Outline records:
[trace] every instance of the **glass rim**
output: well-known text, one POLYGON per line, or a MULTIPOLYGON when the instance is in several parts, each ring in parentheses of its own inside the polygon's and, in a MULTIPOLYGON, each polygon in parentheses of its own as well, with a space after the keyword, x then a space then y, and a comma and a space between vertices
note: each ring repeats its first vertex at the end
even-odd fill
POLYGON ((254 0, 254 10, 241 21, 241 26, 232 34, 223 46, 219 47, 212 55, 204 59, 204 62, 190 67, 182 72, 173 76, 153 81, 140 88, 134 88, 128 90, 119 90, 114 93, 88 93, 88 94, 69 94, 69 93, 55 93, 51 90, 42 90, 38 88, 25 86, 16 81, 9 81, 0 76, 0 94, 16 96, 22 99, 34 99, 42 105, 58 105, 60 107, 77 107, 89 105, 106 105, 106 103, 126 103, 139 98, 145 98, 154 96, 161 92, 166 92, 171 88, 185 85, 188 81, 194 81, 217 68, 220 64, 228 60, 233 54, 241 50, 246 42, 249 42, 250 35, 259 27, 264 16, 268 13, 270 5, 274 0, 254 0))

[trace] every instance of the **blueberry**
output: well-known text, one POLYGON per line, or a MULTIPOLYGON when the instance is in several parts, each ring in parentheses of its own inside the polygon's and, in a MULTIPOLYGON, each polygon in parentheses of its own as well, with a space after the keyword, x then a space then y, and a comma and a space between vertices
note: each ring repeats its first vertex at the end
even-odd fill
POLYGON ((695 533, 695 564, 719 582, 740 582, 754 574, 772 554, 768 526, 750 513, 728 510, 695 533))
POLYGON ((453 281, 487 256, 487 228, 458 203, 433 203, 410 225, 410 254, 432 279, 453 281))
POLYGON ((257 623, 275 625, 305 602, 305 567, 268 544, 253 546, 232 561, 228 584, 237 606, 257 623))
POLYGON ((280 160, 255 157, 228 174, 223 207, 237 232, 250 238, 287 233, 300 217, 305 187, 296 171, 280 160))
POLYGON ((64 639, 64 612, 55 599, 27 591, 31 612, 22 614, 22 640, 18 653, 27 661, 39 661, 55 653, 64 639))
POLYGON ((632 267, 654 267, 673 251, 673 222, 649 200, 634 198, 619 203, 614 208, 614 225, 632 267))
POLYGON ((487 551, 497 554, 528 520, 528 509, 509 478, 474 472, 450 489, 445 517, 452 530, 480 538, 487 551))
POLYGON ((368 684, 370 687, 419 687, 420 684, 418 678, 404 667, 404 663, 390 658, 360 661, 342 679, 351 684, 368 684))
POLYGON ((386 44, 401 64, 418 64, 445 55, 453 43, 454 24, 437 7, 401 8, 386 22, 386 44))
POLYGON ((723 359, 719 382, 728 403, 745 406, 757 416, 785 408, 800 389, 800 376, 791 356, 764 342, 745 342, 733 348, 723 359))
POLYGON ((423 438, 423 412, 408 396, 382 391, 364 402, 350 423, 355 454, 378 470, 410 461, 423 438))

Goal. Reproduce every one of the records above verbatim, line for line.

Result of this exercise.
[trace] every instance of the **glass rim**
output: well-known text, one POLYGON per line, or a MULTIPOLYGON when the instance is in several parts, each ring in parentheses of its own inside the polygon's and, in a MULTIPOLYGON, each polygon in parentheses of its own as well, with a space after the keyword, x then a space then y, and a comma and a space between vertices
note: each ring repeats its first vertex at the end
even-odd fill
POLYGON ((254 0, 254 10, 241 21, 241 26, 232 34, 223 46, 219 47, 212 55, 204 59, 204 62, 190 67, 182 72, 173 76, 153 81, 140 88, 134 88, 128 90, 119 90, 114 93, 88 93, 88 94, 69 94, 69 93, 55 93, 51 90, 42 90, 38 88, 25 86, 16 81, 9 81, 0 76, 0 94, 16 96, 22 99, 34 99, 42 105, 58 105, 60 107, 77 107, 89 105, 106 105, 106 103, 126 103, 139 98, 145 98, 154 96, 161 92, 166 92, 171 88, 185 85, 188 81, 194 81, 217 68, 220 64, 228 60, 233 54, 241 50, 246 42, 249 42, 250 35, 259 27, 264 16, 268 13, 270 5, 274 0, 254 0))

[trace] every instance of the **blueberry**
output: well-known text, one POLYGON per line, or a MULTIPOLYGON when the instance is in several parts, each ring in parentheses of its own inside the polygon's and, in a MULTIPOLYGON, each polygon in parentheses of its own as well, with a space after the keyword, x then a space then y, and a comma and a space between vertices
note: each ring repeats its first vertex at the end
even-odd fill
POLYGON ((695 533, 695 564, 719 582, 740 582, 754 574, 772 554, 768 526, 750 513, 728 510, 695 533))
POLYGON ((453 281, 487 256, 487 228, 458 203, 433 203, 410 225, 410 254, 432 279, 453 281))
POLYGON ((257 623, 275 625, 305 602, 305 567, 268 544, 253 546, 232 561, 228 584, 237 606, 257 623))
POLYGON ((280 160, 255 157, 228 174, 223 207, 237 232, 250 238, 287 233, 300 217, 305 187, 296 171, 280 160))
POLYGON ((64 639, 64 612, 55 599, 27 591, 31 612, 22 614, 22 640, 18 653, 27 661, 39 661, 55 653, 64 639))
POLYGON ((632 267, 654 267, 673 251, 673 222, 649 200, 634 198, 619 203, 614 208, 614 225, 632 267))
POLYGON ((487 551, 497 554, 528 520, 528 509, 509 478, 474 472, 450 489, 445 517, 452 530, 480 538, 487 551))
POLYGON ((368 684, 370 687, 419 687, 420 684, 418 678, 404 667, 404 663, 390 658, 360 661, 342 679, 351 684, 368 684))
POLYGON ((386 44, 401 64, 418 64, 445 55, 453 43, 454 24, 437 7, 401 8, 386 22, 386 44))
POLYGON ((723 359, 719 382, 728 403, 745 406, 757 416, 785 408, 800 389, 800 376, 791 356, 764 342, 745 342, 733 348, 723 359))
POLYGON ((423 438, 423 412, 408 396, 382 391, 364 402, 350 423, 355 454, 378 470, 410 461, 423 438))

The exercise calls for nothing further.